▶ [Exercise aim] Reproduce the campaign spending article from "Twenty-four years ago, the" up to and including "overrule it outright.", substituting "petitioners" for "plaintiffs".

▶ [Selection]
==========

On Monday, the Supreme Court agreed to take up Vice President Vance and GOP committees’ bid to strike down federal limits on political parties’ spending.

The case, National Republican Senatorial Committee v. Federal Election Commission, was originally appealed to the court by the National Republican Senatorial Committee (NRSC), the National Republican Congressional Committee (NRCC), and on behalf of two Senate Republican candidates running for election in 2022— among them, now-Vice President J.D. Vance.

It centers on whether federal limits on campaign spending from political parties runs afoul of First Amendment protections, including free speech, under the U.S. Constitution.

Twenty-four years ago, the Supreme Court upheld “coordinated party expenditure limits,” which were originally passed as part of broader campaign finance reforms in the 1970s. 

In their petition to the high court, the plaintiffs said it is “past time” to clarify the earlier decision or overrule it outright. 

“And it likely marks the last chance this Court will get to tackle the question for quite some time, as neither committees nor candidates will squander their limited resources on another challenge if this petition is denied,” their attorneys at Jones Day wrote. 

The challenged provision limits how the Republican National Committee, Democratic National Committee (DNC) and committees can spend their funds when they’re cooperating with a candidate. 

The case comes as federal election spending has reached record highs. Presidential candidates in 2024 raised at least $2 billion and spent roughly $1.8 billion in 2024, according to FEC figures.

The Trump administration supported Vance’s ask that the Supreme Court to take up the challenge. 

“A party performs that function most effectively in cooperation with the candidates themselves. By restricting that cooperation, the party-expenditure limit severely burdens the rights of parties and candidates alike,” Solicitor General D. John Sauer wrote in court filings, telling the justices they should appoint outside counsel to argue the other side. 

The Hill reports that days later, the DNC, the Democratic Senatorial Campaign Committee and Democratic Congressional Campaign Committee jointly asked to be the ones to defend the spending limits, a move no one opposed. 

“The Solicitor General’s reversal leaves the 50-year-old limitation on coordinated spending by political parties, and this Court’s 24-year-old precedent upholding it, entirely undefended before the Court,” it wrote in court filings.

==========

▶ [Entries shown]
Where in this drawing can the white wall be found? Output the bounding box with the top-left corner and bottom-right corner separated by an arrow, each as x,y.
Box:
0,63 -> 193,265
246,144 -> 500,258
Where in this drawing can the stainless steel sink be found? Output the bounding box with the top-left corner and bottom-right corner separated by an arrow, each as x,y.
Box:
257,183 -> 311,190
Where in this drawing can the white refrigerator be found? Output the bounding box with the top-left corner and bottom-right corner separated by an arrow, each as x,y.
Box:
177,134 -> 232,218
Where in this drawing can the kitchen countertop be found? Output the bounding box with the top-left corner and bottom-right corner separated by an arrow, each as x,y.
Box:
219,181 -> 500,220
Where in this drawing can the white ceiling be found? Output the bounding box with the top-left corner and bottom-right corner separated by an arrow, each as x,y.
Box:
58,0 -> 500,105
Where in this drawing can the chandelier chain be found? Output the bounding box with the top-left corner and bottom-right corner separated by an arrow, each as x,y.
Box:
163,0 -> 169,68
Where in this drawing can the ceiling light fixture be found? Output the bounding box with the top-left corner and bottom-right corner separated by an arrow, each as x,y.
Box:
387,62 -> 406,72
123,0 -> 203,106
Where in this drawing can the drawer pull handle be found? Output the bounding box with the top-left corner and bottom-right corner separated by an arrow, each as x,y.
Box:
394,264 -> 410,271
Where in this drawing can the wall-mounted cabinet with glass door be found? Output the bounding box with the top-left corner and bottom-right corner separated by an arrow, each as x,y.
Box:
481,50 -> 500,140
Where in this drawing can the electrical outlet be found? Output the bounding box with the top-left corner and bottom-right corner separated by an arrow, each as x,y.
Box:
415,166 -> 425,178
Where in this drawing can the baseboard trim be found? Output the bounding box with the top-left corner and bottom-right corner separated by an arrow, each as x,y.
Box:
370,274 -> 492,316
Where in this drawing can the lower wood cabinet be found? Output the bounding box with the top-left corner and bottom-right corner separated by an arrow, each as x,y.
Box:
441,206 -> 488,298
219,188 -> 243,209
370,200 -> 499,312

==========

▶ [The reply]
Twenty-four years ago, the Supreme Court upheld “coordinated party expenditure limits,” which were originally passed as part of broader campaign finance reforms in the 1970s. 

In their petition to the high court, the petitioners said it is “past time” to clarify the earlier decision or overrule it outright.